(Source records)
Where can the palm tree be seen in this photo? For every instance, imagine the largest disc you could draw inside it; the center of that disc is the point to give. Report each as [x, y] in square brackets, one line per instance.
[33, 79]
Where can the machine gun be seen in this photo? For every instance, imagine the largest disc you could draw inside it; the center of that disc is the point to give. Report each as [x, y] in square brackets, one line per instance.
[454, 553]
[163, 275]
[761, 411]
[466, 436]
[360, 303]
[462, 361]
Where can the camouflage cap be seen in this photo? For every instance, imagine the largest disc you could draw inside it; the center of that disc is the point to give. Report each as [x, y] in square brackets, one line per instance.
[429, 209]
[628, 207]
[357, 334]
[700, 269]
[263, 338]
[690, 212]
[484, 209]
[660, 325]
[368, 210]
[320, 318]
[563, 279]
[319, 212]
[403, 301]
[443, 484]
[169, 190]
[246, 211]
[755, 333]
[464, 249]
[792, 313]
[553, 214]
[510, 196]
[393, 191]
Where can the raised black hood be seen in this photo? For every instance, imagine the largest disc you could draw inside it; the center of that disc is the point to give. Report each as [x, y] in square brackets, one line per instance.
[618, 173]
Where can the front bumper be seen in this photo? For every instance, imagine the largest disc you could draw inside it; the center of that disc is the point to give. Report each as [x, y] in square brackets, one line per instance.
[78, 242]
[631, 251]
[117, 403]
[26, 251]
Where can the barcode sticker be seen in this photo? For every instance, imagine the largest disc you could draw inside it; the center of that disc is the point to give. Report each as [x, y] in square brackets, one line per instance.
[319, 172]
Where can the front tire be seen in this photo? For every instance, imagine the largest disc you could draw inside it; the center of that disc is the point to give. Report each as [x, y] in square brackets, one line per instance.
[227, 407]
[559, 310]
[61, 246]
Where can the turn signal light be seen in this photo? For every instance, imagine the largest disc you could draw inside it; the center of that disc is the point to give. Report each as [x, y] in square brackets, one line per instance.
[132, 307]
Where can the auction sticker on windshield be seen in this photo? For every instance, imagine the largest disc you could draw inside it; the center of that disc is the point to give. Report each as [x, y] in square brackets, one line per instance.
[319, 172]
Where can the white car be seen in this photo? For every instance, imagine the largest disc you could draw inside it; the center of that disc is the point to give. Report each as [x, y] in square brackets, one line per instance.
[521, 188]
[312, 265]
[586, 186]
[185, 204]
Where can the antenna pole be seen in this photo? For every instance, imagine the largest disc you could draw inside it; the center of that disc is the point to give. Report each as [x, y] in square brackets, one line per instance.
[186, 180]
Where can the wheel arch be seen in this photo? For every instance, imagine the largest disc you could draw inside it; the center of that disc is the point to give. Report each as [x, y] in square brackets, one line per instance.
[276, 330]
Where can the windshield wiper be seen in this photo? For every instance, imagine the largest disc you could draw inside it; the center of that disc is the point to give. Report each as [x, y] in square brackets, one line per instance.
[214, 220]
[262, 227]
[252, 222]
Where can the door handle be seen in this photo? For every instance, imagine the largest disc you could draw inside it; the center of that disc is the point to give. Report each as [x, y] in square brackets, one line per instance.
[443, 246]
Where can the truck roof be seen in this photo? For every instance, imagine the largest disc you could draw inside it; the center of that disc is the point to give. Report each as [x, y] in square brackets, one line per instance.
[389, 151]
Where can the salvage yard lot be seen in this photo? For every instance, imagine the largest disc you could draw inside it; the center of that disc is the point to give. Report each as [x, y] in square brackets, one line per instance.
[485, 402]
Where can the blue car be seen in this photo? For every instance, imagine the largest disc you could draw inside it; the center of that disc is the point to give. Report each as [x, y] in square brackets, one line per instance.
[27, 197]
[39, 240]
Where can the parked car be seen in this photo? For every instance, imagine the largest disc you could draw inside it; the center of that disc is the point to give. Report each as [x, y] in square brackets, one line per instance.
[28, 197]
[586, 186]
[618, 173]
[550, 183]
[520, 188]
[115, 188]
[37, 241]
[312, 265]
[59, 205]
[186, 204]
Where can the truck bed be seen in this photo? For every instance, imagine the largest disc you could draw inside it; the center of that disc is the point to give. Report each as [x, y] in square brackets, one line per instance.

SHORT EXERCISE:
Write out all of the records again, replacing "largest disc" with "largest circle" wherever it occurs and leaving everything else unchanged.

THE ANSWER:
Where can the palm tree be seen in this photo? For every instance, imagine the largest circle you could draw inside it; the center of that disc is the point to give. Report each as [x, y] in square brackets, one line per instance.
[33, 79]
Where can the machine gun be seen in this photo? For every instance, imagine the largest circle you could draw inside it; the center of that disc is the point to give. Report each as [x, y] in square brackets, one line per instance.
[454, 553]
[163, 275]
[761, 411]
[466, 436]
[360, 303]
[462, 361]
Where can the camouflage cap be seen in this photo? For every instance, imagine the largest circle you could draw inside it; the center of that disc is the point to give. Report each as [x, y] in square brackets, one line per instance.
[429, 209]
[628, 207]
[357, 334]
[700, 269]
[263, 338]
[690, 212]
[484, 209]
[660, 325]
[368, 210]
[320, 318]
[563, 279]
[319, 212]
[403, 301]
[443, 484]
[169, 190]
[246, 211]
[755, 333]
[464, 249]
[792, 313]
[553, 214]
[510, 196]
[393, 191]
Where can the raised black hood be seen in this photo? For every instance, imagine the largest circle you could draw inside it; the center of that disc is the point to give. Report each as [x, y] in square brackets, one line per instance.
[618, 173]
Where can the front bumper be seen in this photo? For every instance, imagine the largest circle you could draw inside it; the center of that disc is the point to give. Report each as [x, y] in square brackets, one line per instance.
[78, 242]
[631, 251]
[117, 403]
[26, 251]
Where can the barcode sticker be seen in this photo? For every instance, imagine the largest circle you could draw inside it; the center of that disc is the point to give. Report each as [x, y] in square brackets, one line per instance.
[319, 172]
Where can the front tire be seen in this photo? For every instance, imagine the largest circle you could draw inside it; the center of that disc is the point to give. Report each as [x, y] in square brackets, one line per instance.
[227, 407]
[559, 310]
[61, 246]
Where can the turn signal light be seen in this photo? For every instance, imagine the largest circle you could draw inside it; the center of that disc is the point to give. Report each as [x, y] in square brackets, one line per instance.
[132, 307]
Where can the auction sticker on windshield be seen in this photo? For every instance, imagine the largest circle you could draw inside it; the center of that disc is the point to give. Report each as [x, y] in square brackets, one line per instance.
[319, 172]
Where can the white car be seen in this photo? For every instance, imagine the largest circle you could draw inside it; the center of that disc is the point to give. Report each as [x, y] in square brackets, one line per instance.
[521, 188]
[312, 265]
[586, 186]
[185, 204]
Where can the antenna pole be seen in this photo? For every instance, imagine the largest circle you could draw inside it; the center of that disc is the point to give. Report each as [x, y] in square brackets, one line per instance.
[186, 180]
Where can the wheel arch be seen in this photo? For every instance, imagine the largest circle you could draw inside it; the center of that disc is the point to give. Report each as [x, y] in square brackets, one line per instance.
[276, 330]
Where can the windshield wiper be seen in this photo? For every instance, imagine the largest circle you could draw inside it; the center of that disc is the point to give. Report each as [x, y] in square brackets, one line per instance.
[214, 220]
[262, 227]
[252, 222]
Where can the door handle be seen in this photo? For every instance, imagine the largest circle you could draw inside it; the center of that disc is the point to give. Report each as [x, y] in square brackets, one line per instance.
[443, 246]
Where can the truck roof be seen in this photo? For every instance, imagine the largest circle you could draw inside it; the center of that disc is the point to give. Report each as [x, y] in square brackets, one line per instance.
[389, 151]
Where can the salvage yard lot be seen in this photo? For every instance, imagine the largest circle you could draw inside it; the center of that disc is the point to give. Report each as [x, y] in square brackets, one line per instance.
[485, 402]
Where can the blue car be seen in this photo? For every instance, imagine the largest circle you could draw inside it; the center of that disc is the point to give. Report each as [x, y] in square brackets, one line per instance.
[27, 197]
[39, 240]
Where can the parked car be seen in this photo? For every instance, imagine the largest circle you could draw inside it; the center of that disc is the point to give. Report each as [x, y] in square brackets, one line per instance.
[28, 197]
[586, 186]
[618, 173]
[550, 183]
[520, 188]
[115, 188]
[37, 241]
[312, 265]
[59, 205]
[186, 204]
Where can the truck bed be seen in this photo? For every instance, imagine the largest circle you could draw inside it; the center of that disc is the point to give. Report each as [x, y] in square brackets, one line per instance.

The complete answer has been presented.